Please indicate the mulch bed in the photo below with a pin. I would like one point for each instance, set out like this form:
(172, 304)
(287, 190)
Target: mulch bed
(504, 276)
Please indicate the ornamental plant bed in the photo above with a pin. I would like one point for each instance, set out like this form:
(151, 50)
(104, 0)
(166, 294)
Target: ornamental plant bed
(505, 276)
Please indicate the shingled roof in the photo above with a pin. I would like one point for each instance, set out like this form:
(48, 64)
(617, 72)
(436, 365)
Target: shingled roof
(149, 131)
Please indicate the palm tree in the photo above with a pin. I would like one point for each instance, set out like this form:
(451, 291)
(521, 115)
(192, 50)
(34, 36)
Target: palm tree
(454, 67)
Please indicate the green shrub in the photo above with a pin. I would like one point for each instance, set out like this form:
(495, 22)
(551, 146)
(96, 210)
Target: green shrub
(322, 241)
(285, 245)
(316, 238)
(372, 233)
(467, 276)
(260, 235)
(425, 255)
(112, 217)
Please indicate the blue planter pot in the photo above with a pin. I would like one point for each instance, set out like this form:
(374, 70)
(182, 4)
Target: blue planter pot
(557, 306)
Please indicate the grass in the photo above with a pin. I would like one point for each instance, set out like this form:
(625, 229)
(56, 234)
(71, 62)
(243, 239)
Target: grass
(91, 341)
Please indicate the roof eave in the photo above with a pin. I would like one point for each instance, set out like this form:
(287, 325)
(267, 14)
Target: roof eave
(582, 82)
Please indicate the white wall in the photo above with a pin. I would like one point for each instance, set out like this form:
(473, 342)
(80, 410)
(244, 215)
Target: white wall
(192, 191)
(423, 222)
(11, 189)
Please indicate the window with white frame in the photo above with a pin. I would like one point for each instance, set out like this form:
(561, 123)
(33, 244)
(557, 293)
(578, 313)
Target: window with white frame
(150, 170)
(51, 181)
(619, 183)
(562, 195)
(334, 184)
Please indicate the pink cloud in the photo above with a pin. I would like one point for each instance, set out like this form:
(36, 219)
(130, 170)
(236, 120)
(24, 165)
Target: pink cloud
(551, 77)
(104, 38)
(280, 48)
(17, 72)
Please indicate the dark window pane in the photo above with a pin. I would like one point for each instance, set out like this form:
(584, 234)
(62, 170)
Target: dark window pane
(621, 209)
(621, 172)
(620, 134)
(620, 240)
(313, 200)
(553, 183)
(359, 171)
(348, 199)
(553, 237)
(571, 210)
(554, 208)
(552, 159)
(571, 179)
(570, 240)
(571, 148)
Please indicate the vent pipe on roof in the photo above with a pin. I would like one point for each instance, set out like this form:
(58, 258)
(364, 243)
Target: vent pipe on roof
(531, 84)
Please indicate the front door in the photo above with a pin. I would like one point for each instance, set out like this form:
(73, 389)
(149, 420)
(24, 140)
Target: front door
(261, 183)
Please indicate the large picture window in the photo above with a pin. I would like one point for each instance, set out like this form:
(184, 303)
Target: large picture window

******

## What you will do:
Line by line, output the records exactly as given.

## Task output:
Please indicate the mulch bed in the photo below with a pin. I would like one point for each instance, set out like this form:
(172, 304)
(287, 190)
Target: mulch bed
(504, 276)
Please indicate the ornamental plant bed in the photo above with a pin. I would like one point for each instance, set out like this form:
(151, 50)
(104, 0)
(166, 294)
Target: ornamental plant bed
(505, 276)
Please indicate the shingled roof in the photo above with a pin. I would like one point for each instance, set out like this form:
(48, 64)
(617, 72)
(436, 365)
Target: shingled roof
(149, 131)
Please indicate the palm tree in the photo above with a pin. I would like one point for each instance, set out like this form:
(451, 291)
(521, 115)
(192, 50)
(34, 36)
Target: palm tree
(454, 67)
Please indicate the green shrub in the photo above with a pin. I would like one point for each instance, set out like this form:
(495, 22)
(551, 146)
(96, 210)
Target: green shrub
(322, 241)
(285, 245)
(316, 238)
(372, 233)
(467, 276)
(260, 235)
(425, 255)
(112, 217)
Please indicate the blue planter pot in the photo above with a pin. I would like one point for each instance, set out like this form:
(374, 70)
(182, 4)
Target: blue planter pot
(557, 306)
Please indicate the grass in the photo above with a pin. I would like one point for each instance, set out like this form:
(625, 229)
(56, 234)
(71, 62)
(243, 239)
Target: grass
(91, 341)
Please indicate the roof eave in the photo above with a pin. I would like one point for each instance, set out like this form:
(287, 325)
(267, 14)
Target: roof eave
(582, 82)
Please indicate the white wall in the photo above with a pin. I would like one point for each instance, set out like this form:
(473, 342)
(80, 410)
(244, 215)
Target: white wall
(192, 191)
(423, 222)
(11, 189)
Please indicate the window with white frame in the photo above with a pin. I would like one point for each instance, set out like this form:
(561, 123)
(33, 244)
(557, 293)
(578, 313)
Target: window with white frame
(150, 170)
(51, 181)
(619, 183)
(562, 195)
(334, 184)
Please indicate the pink cloud in the photo above with a pin. I would like one point for each instance, set out like this form:
(36, 219)
(130, 170)
(236, 120)
(24, 165)
Target: pink cloud
(551, 77)
(104, 38)
(280, 48)
(17, 72)
Please indicate the dark window pane in the photo above with a pin. I would like one point for each instance, set out like this form:
(584, 234)
(62, 170)
Target: dark window pane
(621, 209)
(621, 172)
(620, 134)
(620, 240)
(313, 200)
(553, 183)
(359, 171)
(348, 199)
(553, 237)
(571, 210)
(554, 208)
(552, 159)
(571, 179)
(570, 240)
(571, 148)
Please indicate the vent pipe on roof in the photo above with a pin. I would like one point for each instance, set out like this form:
(58, 258)
(364, 243)
Target: vent pipe on roof
(531, 84)
Please indicate the front door in the photo above with a pin. I would like one point for each instance, set out like this form:
(73, 389)
(149, 420)
(24, 140)
Target: front door
(261, 183)
Please indicate the large picture window in the photo above with a pin. I would like one point for each instance, set out like this form:
(184, 303)
Target: large picture window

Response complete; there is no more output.